**AIM OF THE EXERCISE**
What you return should match the material below line for line, except that no image appears in it.

**INPUT RECORDS**
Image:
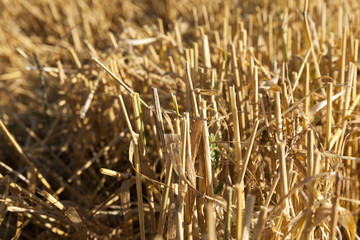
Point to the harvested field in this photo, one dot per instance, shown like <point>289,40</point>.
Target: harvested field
<point>182,119</point>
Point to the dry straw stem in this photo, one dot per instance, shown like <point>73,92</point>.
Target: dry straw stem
<point>137,154</point>
<point>216,57</point>
<point>17,147</point>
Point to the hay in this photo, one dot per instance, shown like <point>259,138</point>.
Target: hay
<point>179,119</point>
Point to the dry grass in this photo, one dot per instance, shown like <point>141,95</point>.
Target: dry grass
<point>179,119</point>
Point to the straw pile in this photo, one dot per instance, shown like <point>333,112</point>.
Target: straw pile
<point>179,119</point>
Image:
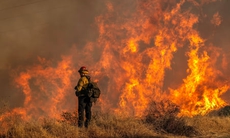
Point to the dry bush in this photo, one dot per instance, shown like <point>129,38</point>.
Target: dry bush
<point>163,117</point>
<point>108,125</point>
<point>223,112</point>
<point>211,126</point>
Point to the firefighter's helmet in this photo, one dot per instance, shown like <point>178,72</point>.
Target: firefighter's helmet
<point>83,70</point>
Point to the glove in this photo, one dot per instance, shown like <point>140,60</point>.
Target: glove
<point>90,93</point>
<point>77,93</point>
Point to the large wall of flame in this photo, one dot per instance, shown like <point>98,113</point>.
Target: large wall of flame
<point>45,33</point>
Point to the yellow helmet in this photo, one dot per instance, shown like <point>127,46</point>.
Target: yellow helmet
<point>83,70</point>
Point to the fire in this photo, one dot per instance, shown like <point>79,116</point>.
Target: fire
<point>134,50</point>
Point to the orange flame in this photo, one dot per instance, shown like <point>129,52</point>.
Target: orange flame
<point>135,48</point>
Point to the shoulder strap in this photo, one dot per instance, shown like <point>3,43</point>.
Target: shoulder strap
<point>88,77</point>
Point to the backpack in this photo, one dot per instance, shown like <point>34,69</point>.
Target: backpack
<point>93,90</point>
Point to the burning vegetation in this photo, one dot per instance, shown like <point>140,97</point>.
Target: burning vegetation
<point>136,52</point>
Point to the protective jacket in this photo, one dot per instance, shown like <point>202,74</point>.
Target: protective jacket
<point>81,86</point>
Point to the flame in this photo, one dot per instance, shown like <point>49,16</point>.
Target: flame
<point>134,50</point>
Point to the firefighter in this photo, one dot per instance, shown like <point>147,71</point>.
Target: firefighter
<point>84,103</point>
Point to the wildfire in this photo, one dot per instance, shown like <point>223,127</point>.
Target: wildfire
<point>134,49</point>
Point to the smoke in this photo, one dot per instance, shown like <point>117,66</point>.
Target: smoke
<point>49,29</point>
<point>41,28</point>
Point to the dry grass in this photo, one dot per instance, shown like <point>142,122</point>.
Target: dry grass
<point>160,121</point>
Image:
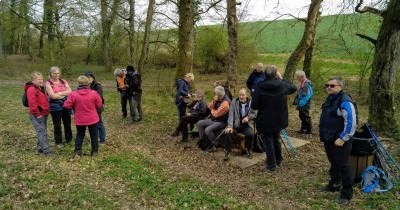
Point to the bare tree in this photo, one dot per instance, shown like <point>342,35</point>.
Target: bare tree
<point>384,67</point>
<point>145,46</point>
<point>305,42</point>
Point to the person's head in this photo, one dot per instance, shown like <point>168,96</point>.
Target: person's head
<point>130,69</point>
<point>83,80</point>
<point>199,95</point>
<point>90,76</point>
<point>55,73</point>
<point>271,72</point>
<point>189,77</point>
<point>242,95</point>
<point>300,75</point>
<point>37,78</point>
<point>334,85</point>
<point>259,67</point>
<point>219,92</point>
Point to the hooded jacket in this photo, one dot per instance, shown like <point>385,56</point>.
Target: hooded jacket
<point>85,103</point>
<point>270,99</point>
<point>37,100</point>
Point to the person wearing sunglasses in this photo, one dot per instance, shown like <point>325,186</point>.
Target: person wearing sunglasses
<point>337,125</point>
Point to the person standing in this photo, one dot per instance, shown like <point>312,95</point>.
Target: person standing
<point>270,99</point>
<point>58,89</point>
<point>85,103</point>
<point>39,109</point>
<point>182,94</point>
<point>303,100</point>
<point>121,87</point>
<point>134,84</point>
<point>94,85</point>
<point>240,114</point>
<point>255,77</point>
<point>336,127</point>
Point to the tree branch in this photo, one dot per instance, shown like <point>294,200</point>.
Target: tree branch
<point>372,40</point>
<point>367,9</point>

**TASK RESPONSE**
Image:
Point to the harvested field in this photo, one dot per instance, shown like <point>289,40</point>.
Target: harvested field
<point>182,119</point>
Point to the dry straw stem in this photo, one dot per instance, shown like <point>73,92</point>.
Target: dry straw stem
<point>137,154</point>
<point>216,57</point>
<point>17,147</point>
Point to the hay in this photo, one dot per instance, shown like <point>259,138</point>.
Target: hay
<point>179,119</point>
Point to the dry grass in this photo, one dot per instance, shown like <point>141,95</point>.
Target: dry grass
<point>179,119</point>
Point to the straw pile in this photo, one dot per instance, shown like <point>333,112</point>.
Target: straw pile
<point>179,119</point>
Image:
Point to the dry bush in this photo, one dot per instance, shown like <point>129,38</point>.
Target: dry bush
<point>163,117</point>
<point>108,125</point>
<point>223,112</point>
<point>211,126</point>
Point to the firefighter's helmet in this photo, one dot per instance, shown like <point>178,72</point>.
Target: firefighter's helmet
<point>83,70</point>
Point to the glove in this photo, one dot per instance, shown like <point>140,60</point>.
Target: glove
<point>90,93</point>
<point>77,93</point>
Point to the large wall of flame in this photo, one dot per instance, shown like <point>98,113</point>.
Target: large wall of flame
<point>45,33</point>
Point to the yellow helmet in this photo, one dot per instance, shown like <point>127,46</point>.
Target: yellow helmet
<point>83,70</point>
Point to the fire in this photo, one dot per instance, shown like <point>79,116</point>.
Target: fire
<point>134,50</point>
Point to the orange flame in this photo, one dot per instance, shown like <point>129,52</point>.
Target: orange flame
<point>135,48</point>
Point to the shoulder strap in this photo, one dot per instance, shown like <point>3,43</point>.
Target: shoulder strap
<point>88,77</point>
Point to the backpack in this photo, one dot per instance, shown like <point>34,69</point>.
Target: backpack
<point>93,90</point>
Point to the burning vegetation in this photo, one dot per instance, shown like <point>140,97</point>.
Target: burning vegetation
<point>136,52</point>
Point to the protective jacket in this photo, one dot per instance, shown like <point>202,74</point>.
Target: protective jacket
<point>81,86</point>
Point to the flame in this photo, one dot per instance, shown like <point>49,16</point>.
Target: flame
<point>134,50</point>
Point to the firefighter in this photo, one dot per instance, shown like <point>147,71</point>.
Target: firefighter
<point>84,103</point>
Point to the wildfire in this photo, one dot per instance, shown like <point>223,127</point>.
Target: wildfire
<point>134,49</point>
Point to the smoke in this photo, one dot per instance, shown like <point>117,66</point>.
Target: smoke
<point>49,29</point>
<point>41,28</point>
Point to the dry grass in this photo, one dot per instance, shown like <point>142,122</point>.
Target: dry grass
<point>160,121</point>
Image:
Point to the bare tree in this photo, one dot per instance, shown like <point>342,35</point>.
Target: bare tree
<point>384,67</point>
<point>145,46</point>
<point>305,42</point>
Point to the person's head in this photo, one dot per instance, shown like <point>168,96</point>.
Target: person's head
<point>130,69</point>
<point>83,80</point>
<point>199,95</point>
<point>90,76</point>
<point>55,73</point>
<point>271,72</point>
<point>189,77</point>
<point>242,95</point>
<point>300,75</point>
<point>37,78</point>
<point>334,85</point>
<point>259,67</point>
<point>219,92</point>
Point to the hooded jacket in this photo, one dot per instance, shown like <point>385,56</point>.
Target: hooded jacket
<point>85,103</point>
<point>270,99</point>
<point>37,100</point>
Point to the person wearing sunglasses in this photo, one dot per instance, shown like <point>325,186</point>.
Target: person wearing sunglasses
<point>337,125</point>
Point to the person standing in this photo, one dot per instance, shown like <point>312,95</point>.
Target: person standing
<point>270,99</point>
<point>58,89</point>
<point>85,103</point>
<point>39,109</point>
<point>182,94</point>
<point>303,100</point>
<point>121,87</point>
<point>134,84</point>
<point>94,85</point>
<point>240,114</point>
<point>255,77</point>
<point>336,127</point>
Point to the tree branch in this photo, one dot per instance, shown like <point>294,200</point>.
Target: tree branch
<point>372,40</point>
<point>367,9</point>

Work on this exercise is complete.